### EXERCISE GOAL
Copy every item below word for word, leaving out the pictures.

### DATA SHOWN
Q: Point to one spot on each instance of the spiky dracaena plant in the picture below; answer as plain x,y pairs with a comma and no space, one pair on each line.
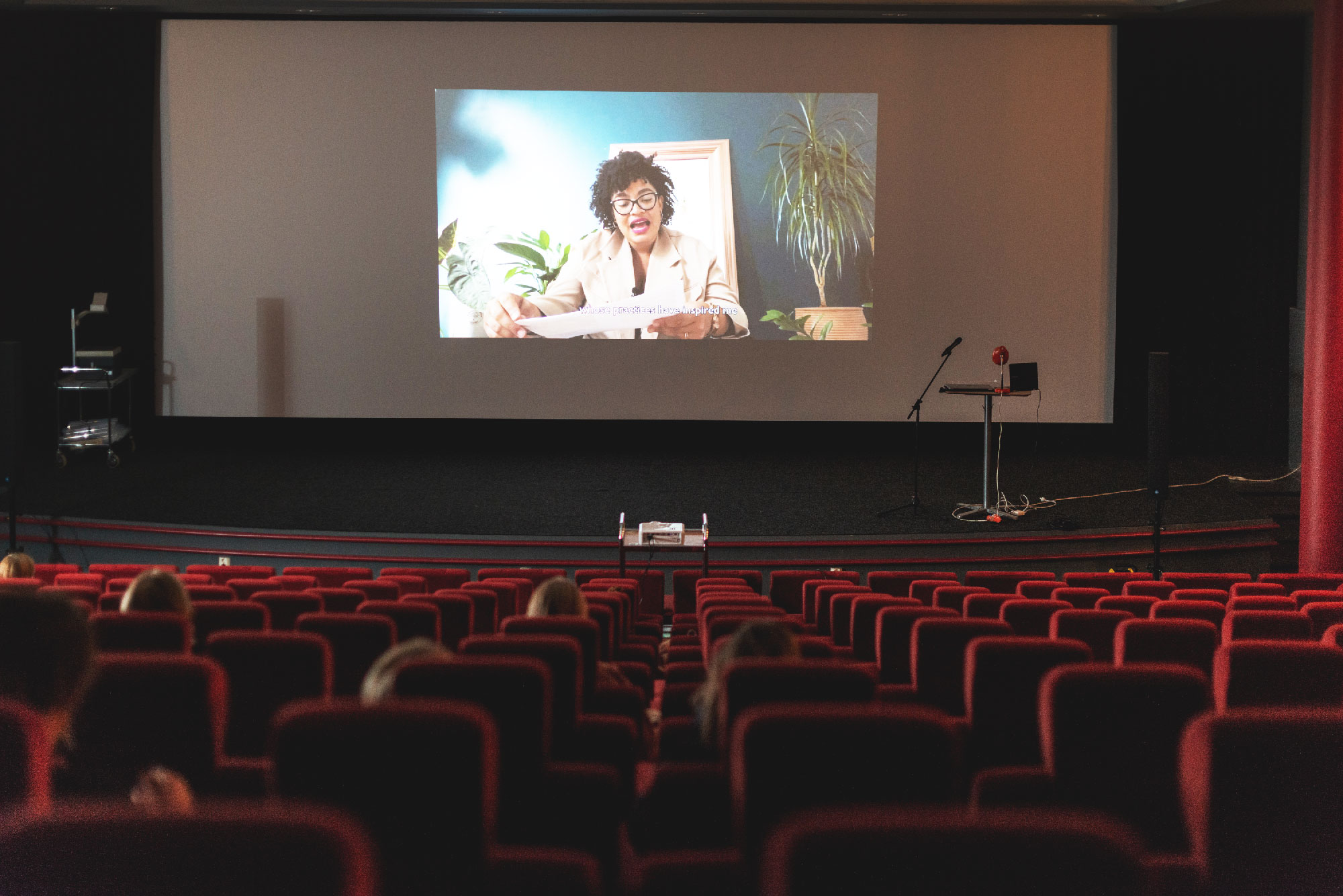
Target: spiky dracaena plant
823,191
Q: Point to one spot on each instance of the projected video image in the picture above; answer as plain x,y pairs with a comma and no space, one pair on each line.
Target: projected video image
656,215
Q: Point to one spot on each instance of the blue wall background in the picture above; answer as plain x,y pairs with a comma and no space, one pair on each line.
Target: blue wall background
519,161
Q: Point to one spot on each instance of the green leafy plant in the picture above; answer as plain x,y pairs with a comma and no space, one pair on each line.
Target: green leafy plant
541,262
467,277
823,191
798,326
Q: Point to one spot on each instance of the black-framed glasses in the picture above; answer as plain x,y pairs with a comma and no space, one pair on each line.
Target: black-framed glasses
644,200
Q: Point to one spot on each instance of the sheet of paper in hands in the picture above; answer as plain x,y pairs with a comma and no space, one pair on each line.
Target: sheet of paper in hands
600,318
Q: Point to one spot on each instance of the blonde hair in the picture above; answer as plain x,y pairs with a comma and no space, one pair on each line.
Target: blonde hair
156,591
381,681
17,565
558,596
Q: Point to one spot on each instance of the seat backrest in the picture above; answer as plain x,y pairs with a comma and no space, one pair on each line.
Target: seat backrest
863,624
1217,595
875,851
1278,674
896,583
331,576
1298,581
1267,626
1263,791
1004,581
1031,617
25,758
1003,686
938,659
118,632
434,577
584,631
1158,589
516,693
456,616
263,850
1324,616
895,627
1114,583
148,710
1095,628
357,642
953,597
789,757
1111,741
287,607
412,620
1185,642
1208,611
267,670
753,682
563,656
209,617
374,762
1260,603
1221,581
786,585
1137,604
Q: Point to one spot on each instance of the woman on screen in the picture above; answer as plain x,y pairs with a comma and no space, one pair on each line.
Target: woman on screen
635,255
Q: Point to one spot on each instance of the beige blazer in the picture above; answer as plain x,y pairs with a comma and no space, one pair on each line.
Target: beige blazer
601,271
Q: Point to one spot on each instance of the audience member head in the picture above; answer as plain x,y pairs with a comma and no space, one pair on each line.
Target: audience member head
156,591
381,681
753,639
46,656
557,596
17,565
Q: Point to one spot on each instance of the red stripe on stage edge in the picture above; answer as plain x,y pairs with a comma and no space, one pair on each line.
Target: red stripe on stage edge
730,564
608,542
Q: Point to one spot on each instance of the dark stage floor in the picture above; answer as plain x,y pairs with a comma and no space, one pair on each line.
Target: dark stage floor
514,491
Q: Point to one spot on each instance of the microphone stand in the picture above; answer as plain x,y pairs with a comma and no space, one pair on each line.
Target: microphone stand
917,412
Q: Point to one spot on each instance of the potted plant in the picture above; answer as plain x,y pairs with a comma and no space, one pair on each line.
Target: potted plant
824,196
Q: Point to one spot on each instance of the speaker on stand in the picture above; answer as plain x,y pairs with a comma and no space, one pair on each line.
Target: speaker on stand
11,421
1158,444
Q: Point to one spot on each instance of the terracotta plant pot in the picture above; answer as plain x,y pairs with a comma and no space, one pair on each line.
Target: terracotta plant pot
847,322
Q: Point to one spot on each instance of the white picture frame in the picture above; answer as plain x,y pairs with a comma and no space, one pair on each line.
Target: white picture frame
702,176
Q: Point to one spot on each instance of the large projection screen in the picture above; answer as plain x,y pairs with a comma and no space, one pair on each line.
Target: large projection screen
308,169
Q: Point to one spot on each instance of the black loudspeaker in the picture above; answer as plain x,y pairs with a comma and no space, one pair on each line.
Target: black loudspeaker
1158,423
11,409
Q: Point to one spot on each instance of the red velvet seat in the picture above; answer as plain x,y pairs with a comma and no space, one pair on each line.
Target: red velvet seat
287,607
1003,686
1029,616
268,670
1111,738
1114,583
1094,628
357,640
921,851
1267,626
148,710
209,617
1262,797
412,620
1278,674
261,850
895,627
1185,642
938,659
1004,581
896,583
139,631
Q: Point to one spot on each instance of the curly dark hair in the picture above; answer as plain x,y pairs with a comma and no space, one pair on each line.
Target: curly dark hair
620,172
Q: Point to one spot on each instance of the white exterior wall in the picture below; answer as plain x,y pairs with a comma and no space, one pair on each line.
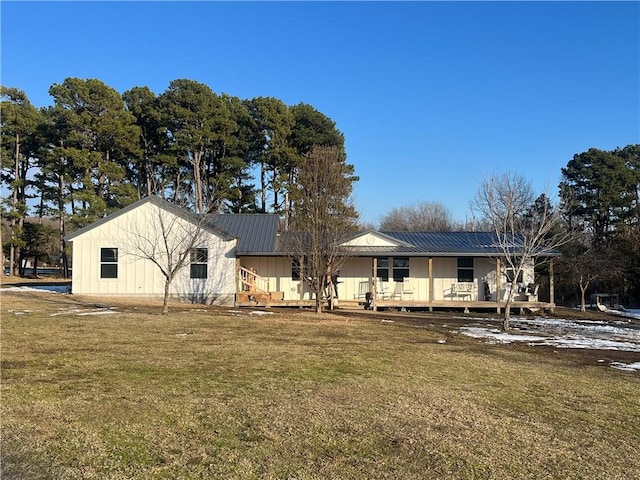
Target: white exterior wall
277,270
141,277
445,274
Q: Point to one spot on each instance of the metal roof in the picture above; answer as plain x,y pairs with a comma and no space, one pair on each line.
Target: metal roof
458,243
256,232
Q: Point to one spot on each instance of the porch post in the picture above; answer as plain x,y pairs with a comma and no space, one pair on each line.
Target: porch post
552,296
430,285
238,281
374,285
498,277
302,282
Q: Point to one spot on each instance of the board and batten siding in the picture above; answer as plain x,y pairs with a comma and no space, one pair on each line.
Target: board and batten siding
141,277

### THE ANSWER
Q: Point to one spot on each instance of the spiky dracaena plant in the picture below; answer as plain x,y pairs with a comma and no space, one pair on each line.
Target: spiky dracaena plant
823,191
Q: Point to one spot on each instance of the projected video image in the picture above; answer as plain x,y pairs with a comma and no space, one pair on each line.
Target: projected video image
656,215
Q: Point to one spot on each instance of the blue wall background in the picture above; answer as plain x,y pairs with a comma and no space, one pair on each line.
Target: blue wall background
519,161
Q: Point to one spot on each instance of the green leafy plant in the picture above; answer as plain x,y pairs with a comma and no space, one pair on each line.
Target: green leafy plant
541,262
467,277
823,191
798,326
Q: Point to one spot on each instance of the black-framed glasses in the picture above; answer as plain x,y pairs with a comma and no space, one pair on each line.
Target: black-framed glasses
644,200
Q: Point to one spot on each instance of the sheet of paper in hands in the picture above; answer as plain x,y pairs with a comma and no space, one pair on each line.
Target: sheet of paper in hands
600,318
Q: Point to one spot on each instance of the blonde hair in the picture above; answer as plain x,y pairs with a comma and no space, one pair on each line.
Target: blonde hair
156,591
381,681
17,565
558,596
Q: Point to one spot on each instance of the seat backrest in the picture above; answer as plain x,y pairs with a comma and no space, one pair on each line.
Target: seat backrest
863,624
1217,595
875,851
1278,674
896,583
331,576
1298,581
1267,626
1263,791
1004,581
1031,617
25,758
1003,686
938,659
118,632
434,577
584,631
1158,589
516,693
456,616
263,850
1324,616
895,627
1114,583
148,710
1095,628
357,642
953,597
789,757
1111,741
287,607
412,620
1185,642
1208,611
267,670
753,682
563,656
209,617
374,762
1260,603
1221,581
786,585
1137,604
Q: Point to one spot on each instance of the woman on screen in the picture above; answer as plain x,y pairs with a comma and no space, one pair on each line.
Target: woman on screen
635,255
Q: Point to one spot on each instance of the beige blazer in the picture above; answer as plain x,y pairs with a comma and no space, one pair on each line.
Target: beige blazer
601,271
Q: Point to one spot on each instance of the audience member head in the picture above; answer as plain x,y pairs with a comma and no space, one pair on each line.
Target: audience member head
156,591
381,681
753,639
46,656
557,596
17,565
Q: Point to one spot on each instance of the red stripe on stage edge in the picture above; answer as plain x,y pairs with a comma and no space, one pair on each line.
Target: red stripe on stage edge
730,564
608,542
Q: Point to one spot on each instance of the dark stage floor in the picture above; answer as plain x,y pairs with a comma and no space, one pair on each line.
Target: dark stage floor
514,491
Q: Point to one spot on each instance of the microphone stand in the picture above; answer as plain x,y pairs with a comma and no space, one pair on each line.
Target: microphone stand
917,412
Q: Point to one spot on each instance of the potted plant in the picture above; answer as plain x,y pairs with a comma and no space, one pair on each line.
Target: potted plant
824,196
Q: Point to one spot on each instance of the speaker on stand in the picture above; answer as plain x,y pairs with a comma and no space, one pair on each line.
Target: speaker on stand
11,421
1158,444
Q: Point to one spot on each instance of the terracotta plant pot in the picture above; answer as plain x,y pairs with a comma and no space, one pair on each line.
Target: terracotta plant pot
847,322
Q: Point to one spot on each instance of the white picture frame in the picture above; answer as plain x,y pairs with a comma and no space, one pair on each line.
Target: white picture frame
702,176
Q: Point to one spot on each instance of the large projection screen in the picture above; answer as plain x,y pairs with a comma and no space, one pair on each line.
Target: large projection screen
308,169
Q: Point to one spot on each instance of the black loudspeaker in the picture above; answer as plain x,y pairs with a comma and no space, one pair on each line.
Target: black loudspeaker
1158,423
11,409
Q: Point to one spot on each instance of the red velvet seat in the picture above; answer as plain x,y pairs with a comma and no space, one pair on each line.
Target: red velvet seat
287,607
1003,686
1029,616
268,670
1111,738
1114,583
1094,628
357,640
921,851
1267,626
148,710
209,617
1262,797
412,620
1278,674
261,850
895,627
1185,642
938,659
1004,581
896,583
139,631
Q: Point to one spot on each instance of the curly dark hair in the picture above; answer as plain x,y pairs with a comma and no space, one pair on each line.
Target: curly dark hair
620,172
Q: Point to one spot on each instance of the white exterior wall in the picture below; answer as plain x,y pairs with a comma and no space, one pair on each line.
Target: white exterior wall
277,270
141,277
445,274
Q: Point to one spot on each instance of the metal roof in the picture above; answer as plain x,y pairs with a comma and no space, one pair on each line.
Target: metal roof
458,243
256,232
Q: Point to one spot on each instance of the porch post in the picture above; answer as plain x,y pairs with a comma and no space, one pair on each line.
Target: porch post
552,296
430,285
238,281
374,285
498,277
302,282
Q: Point to one spot on each instance of the board and batten siding in the picture above; answer as plain x,y pairs with a comma and no space, one pair on each line.
Target: board and batten siding
141,277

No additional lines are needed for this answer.